Set exercise 1: In the forum thread about adopting an adult German shepherd, how old is the original poster's daughter?
Set exercise 2: Carry on the forum thread about adopting an adult German shepherd from the point where it stops.

Text to read:

↓

# Adopting an adult GSD.



## Rbowab (Mar 11, 2013)

Hello everyone, 
I am wanting to adopt a GSD and I need some advice from someone who has experience with this matter. We recently lost our white german shepherd and raised her from a puppy. She had zero aggression and had no behavioral problems. I have been looking into a young female in a shelter and I am waiting for more information on her. I asked how she got to the shelter and they said it was a bite case (she had puppies). I assume that the owners were backyard breeders and probably didn't socialize with her very often. I really want to adopt but I am afraid of getting in over my head. I have a small dog, 2 cats, and a daughter who is going to want to love all over her. Any advice is appreciated. Thanks! 

Sent from Petguide.com Free App


----------



## shepherdmom (Dec 24, 2011)

2 small dogs and 2 cats not to mention kids? Get a puppy and raise her with that. I don't think I'd attempt an adult dog in that situation.


----------



## Jelpy (Nov 8, 2009)

Yeah. I'm all for adopting but not neccessarily adopting an adult dog with bite issues into a house with a child and two little cats, a little dog.....not without having had an animal behaviorist evaluate her. Thing about a big dog-or big anything-they don't HAVE to want to hurt you to do so anyway. A bite from a gsd isn't anything to play around with and if you don't know anything about the dog....I just think it's a bad situation to bring the dog into. 

Jelpy


----------



## Stevenzachsmom (Mar 3, 2008)

I adopted an adult GSD from the shelter, when my kids were young. She was a wonderful family pet. I understand not wanting to take a risk on a shelter dog with a bite history. A lot depends on why she bit and how bad it was. It she nipped someone, because she had puppies and was being protective of them, that is understandable.

You could ask someone from a local rescue to go to the shelter with you to help you evaluate her. Since you do have a small dog, 2 cats and a daughter, you have to be careful. If you wanted to go the adult shepherd route, you could adopt from a rescue. A good rescue evaluates their dogs and can match you and your family to the right dog.

Good luck!


----------



## Rbowab (Mar 11, 2013)

My daughter is 11 and I have one small dog. But I am concerned about a large dog especially a Shepherd that I didn't raise. My husband is very good with training dogs he trained our shepherd and she was wonderful very obedient. I guess my question is how well do adult shepherds adjust to new situations and can bad behavior be fixed to the point where they can be trusted?

↑

Record extracts:
↓

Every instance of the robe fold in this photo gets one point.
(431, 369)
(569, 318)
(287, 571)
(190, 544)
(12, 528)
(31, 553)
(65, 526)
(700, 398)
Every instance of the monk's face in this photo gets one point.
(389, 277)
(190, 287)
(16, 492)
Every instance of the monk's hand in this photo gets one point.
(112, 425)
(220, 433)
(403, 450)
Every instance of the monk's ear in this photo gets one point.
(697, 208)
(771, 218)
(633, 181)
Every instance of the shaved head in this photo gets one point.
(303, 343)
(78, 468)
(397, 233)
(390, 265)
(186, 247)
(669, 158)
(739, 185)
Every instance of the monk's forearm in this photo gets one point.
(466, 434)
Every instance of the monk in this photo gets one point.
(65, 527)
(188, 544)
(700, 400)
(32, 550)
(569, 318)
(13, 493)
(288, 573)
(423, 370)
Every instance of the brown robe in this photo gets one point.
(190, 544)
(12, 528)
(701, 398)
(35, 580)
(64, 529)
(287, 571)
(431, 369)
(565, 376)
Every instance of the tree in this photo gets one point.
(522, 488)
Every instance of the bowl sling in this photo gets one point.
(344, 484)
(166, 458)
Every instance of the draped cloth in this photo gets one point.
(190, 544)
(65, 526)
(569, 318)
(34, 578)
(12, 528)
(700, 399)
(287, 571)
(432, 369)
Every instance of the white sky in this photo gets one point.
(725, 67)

↑

Response 1: She is 11.

Response 2:
Sent from Petguide.com Free App


----------



## JeanKBBMMMAAN (May 11, 2005)

You can find great adult dogs in rescue who will do well with a variety of situations. 

However, I would not want to set that dog up for failure and fear that could be the case without a good eval and time in a foster home to see how she does on a long-term basis in that foster home, being exposed 24/7 to kids, etc, as others are saying.


----------



## Rbowab (Mar 11, 2013)

Thank you all for your advice. 

Sent from Petguide.com Free App


----------



## Rbowab (Mar 11, 2013)

I am going to see what kind of information about her the shelter can give me. I will keep you posted. And I also have submitted our information to a GSD rescue group. 

Sent from Petguide.com Free App


----------



## Stevenzachsmom (Mar 3, 2008)

It all depends on the dog. Rescues take in adult GSDs from shelters every day. These dogs can and do adjust to new situations. It is true that some dogs have issues. Some are easily correctable. Some can only be managed. As Jelpy suggested, you would really want to have the shelter GSD evaluated, before even considering her. The dog bit someone. Not knowing the circumstances, it's hard to say, but many would not take the risk. Unless there was a very clear reason - such as the dog had been hit by a car and was in excruciating pain when it bit, a rescue won't even take on a dog with a bite history.


----------



## JackandMattie (Feb 4, 2013)

I have three rescues, all adopted as adults. We have had our trials and tribulations, but nothing that we haven't overcome as yet. But you need to decide whether you are really up for the task for _this_ particular dog.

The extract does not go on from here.